Page excerpt:
^^^^
Photo of Dr Helen Clough

Dr Helen Clough PhD. MSc.

Senior Lecturer in Statistics Livestock & One Health

    About

    Personal Statement

    I am a Senior Lecturer in Statistics within the Department of Livestock and One Health within IIVES at the University of Liverpool. I have a PhD. in statistics from Lancaster University's Department of Mathematics and Statistics, and an MSc. in Operational Research and honours degree in Mathematics and Statistics, also from Lancaster University.

    I combine my core role teaching on undergraduate and postgraduate programmes with the position of Academic Career Development lead for the Health Protection Research Unit in Gastrointestinal Infections (HPRU-GI), and I am additionally providing statistical input to the Global Burden of Animal Diseases programme.

    I have worked in a number of diverse applied scientific environments throughout my career and my research interests reflect this. They include: Systematic review and meta-analysis for infectious gastrointestinal illness; Statistical issues in the quantification of the burden of human infectious gastrointestinal illness; Qualitative and Quantitative Risk Assessment for foodborne pathogens; spatial and temporal statistics techniques in veterinary research (applications in Salmonella spp. in UK pigs and in dairy cattle, equine colic, studies of wildlife populations and clinical neuro-anatomy; modelling the transmission of disease in food-producing animals); Bayesian statistical approaches for assessing parameter uncertainty, with applications in Microbiological Risk Assessment; the application of statistics in infectious disease research and the veterinary sciences.I have held grants from NERC, ESRC, EPSRC, Defra and BBSRC covering topics relevant to each of these areas. More recently my interests have moved towards the role for statistics in the control of gastrointestinal infection and I have been working on the Integrate "Fully-integrated, real-time detection, diagnosis and control of community diarrhoeal disease clusters and outbreaks" project, and the NoVAS "Assessing the contribution made by the food chain to the burden of UK-acquired norovirus infection".
^^^^
Task set:
(a) Answer these questions from the staff profile of Dr Helen Clough:
(i) Which university awarded her PhD?
(ii) What position does she hold for the HPRU-GI?
(iii) Which programme does she give statistical input to?
(b) Please say whether each statement agrees with the staff profile of Dr Helen Clough, and quote the words that decide it.
(i) Her MSc is in Operational Research.
(ii) She has held grants from the Wellcome Trust.
(iii) She works in the Department of Livestock and One Health.
(c) Write the next part of the staff profile of Dr Helen Clough, picking up after its final sentence.
The data that follow have no connection to the staff profile of Dr Helen Clough.
^^^^
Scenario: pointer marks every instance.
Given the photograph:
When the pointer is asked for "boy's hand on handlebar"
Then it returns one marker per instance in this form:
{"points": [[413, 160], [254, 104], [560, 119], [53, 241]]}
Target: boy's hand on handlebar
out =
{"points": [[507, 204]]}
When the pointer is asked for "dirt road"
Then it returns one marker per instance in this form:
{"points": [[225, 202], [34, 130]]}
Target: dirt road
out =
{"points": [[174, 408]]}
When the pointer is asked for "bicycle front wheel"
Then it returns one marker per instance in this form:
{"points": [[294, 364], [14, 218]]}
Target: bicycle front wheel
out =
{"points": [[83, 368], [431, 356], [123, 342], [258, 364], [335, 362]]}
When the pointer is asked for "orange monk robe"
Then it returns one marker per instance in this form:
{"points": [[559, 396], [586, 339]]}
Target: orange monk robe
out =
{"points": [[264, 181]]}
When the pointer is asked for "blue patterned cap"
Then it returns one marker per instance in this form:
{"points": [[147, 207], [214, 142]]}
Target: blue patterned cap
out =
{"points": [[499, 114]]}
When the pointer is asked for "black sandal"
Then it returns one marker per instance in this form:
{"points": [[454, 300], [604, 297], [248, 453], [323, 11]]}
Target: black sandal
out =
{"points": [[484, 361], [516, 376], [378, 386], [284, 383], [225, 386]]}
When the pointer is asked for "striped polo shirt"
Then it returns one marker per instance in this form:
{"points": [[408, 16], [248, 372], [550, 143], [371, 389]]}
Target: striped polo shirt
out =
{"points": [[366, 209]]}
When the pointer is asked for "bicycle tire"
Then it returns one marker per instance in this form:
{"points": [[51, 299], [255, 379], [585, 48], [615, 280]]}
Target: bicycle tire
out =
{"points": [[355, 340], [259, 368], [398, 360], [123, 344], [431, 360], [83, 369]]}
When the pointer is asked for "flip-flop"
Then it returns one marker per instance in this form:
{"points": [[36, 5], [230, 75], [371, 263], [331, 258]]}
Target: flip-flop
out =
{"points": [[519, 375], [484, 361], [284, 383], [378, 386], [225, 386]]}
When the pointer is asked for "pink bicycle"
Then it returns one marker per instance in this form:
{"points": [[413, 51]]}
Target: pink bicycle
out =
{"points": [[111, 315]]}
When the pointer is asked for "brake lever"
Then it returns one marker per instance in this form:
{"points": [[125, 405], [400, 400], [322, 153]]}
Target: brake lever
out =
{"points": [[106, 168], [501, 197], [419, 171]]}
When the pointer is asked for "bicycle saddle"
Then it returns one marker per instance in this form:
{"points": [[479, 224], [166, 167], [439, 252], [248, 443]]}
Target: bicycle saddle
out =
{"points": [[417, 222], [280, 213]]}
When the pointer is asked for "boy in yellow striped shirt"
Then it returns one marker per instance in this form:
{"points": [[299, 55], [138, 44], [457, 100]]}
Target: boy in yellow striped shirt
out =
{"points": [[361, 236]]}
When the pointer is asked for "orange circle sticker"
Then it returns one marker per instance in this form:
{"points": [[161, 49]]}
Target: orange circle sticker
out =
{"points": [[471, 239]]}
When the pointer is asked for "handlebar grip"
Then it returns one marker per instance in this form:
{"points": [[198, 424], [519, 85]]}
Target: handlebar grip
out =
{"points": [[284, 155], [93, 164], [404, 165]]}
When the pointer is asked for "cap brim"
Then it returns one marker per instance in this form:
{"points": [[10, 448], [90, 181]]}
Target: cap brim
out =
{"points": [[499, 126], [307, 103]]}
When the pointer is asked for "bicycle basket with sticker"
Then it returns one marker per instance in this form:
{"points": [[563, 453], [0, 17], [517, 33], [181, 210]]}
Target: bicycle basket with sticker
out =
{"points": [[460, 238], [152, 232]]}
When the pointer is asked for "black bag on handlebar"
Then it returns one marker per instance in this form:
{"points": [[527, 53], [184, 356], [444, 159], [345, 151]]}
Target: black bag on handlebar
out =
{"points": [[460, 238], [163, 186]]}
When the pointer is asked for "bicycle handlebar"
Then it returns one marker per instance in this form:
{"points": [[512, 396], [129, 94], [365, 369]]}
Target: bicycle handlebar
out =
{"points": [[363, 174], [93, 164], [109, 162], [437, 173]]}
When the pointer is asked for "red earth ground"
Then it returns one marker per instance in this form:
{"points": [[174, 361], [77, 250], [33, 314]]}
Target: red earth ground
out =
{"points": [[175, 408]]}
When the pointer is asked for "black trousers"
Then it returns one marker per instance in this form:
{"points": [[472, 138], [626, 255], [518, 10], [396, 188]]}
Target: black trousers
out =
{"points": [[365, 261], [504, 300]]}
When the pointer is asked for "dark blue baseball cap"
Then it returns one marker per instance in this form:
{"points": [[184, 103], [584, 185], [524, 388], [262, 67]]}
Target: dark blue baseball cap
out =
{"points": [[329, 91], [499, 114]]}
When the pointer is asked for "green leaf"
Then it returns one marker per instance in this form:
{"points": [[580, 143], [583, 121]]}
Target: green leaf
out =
^^^^
Responses for each task:
(a)
(i) Lancaster University
(ii) Academic Career Development lead
(iii) The Global Burden of Animal Diseases programme

(b)
(i) Yes: "an MSc. in Operational Research"
(ii) No: "I have held grants from NERC, ESRC, EPSRC, Defra and BBSRC"
(iii) Yes: "a Senior Lecturer in Statistics within the Department of Livestock and One Health"

(c)
    My teaching skills have been refined over a number of years through the development of statistics courses for non-statistical undergraduates, tutoring on statistics courses in a variety of environments over many years, teaching mathematics to students of other primary disciplines, for example, management and engineering, and teaching risk analysis to non-specialists. In November 2022 I obtained my Fellowship of the Higher Education Academy through the University of Liverpool's ULTRA programme.

    I was an elected member of Council of the Royal Statistical Society, the board of trustees which oversees the society's governance, from 2012 to December 2015.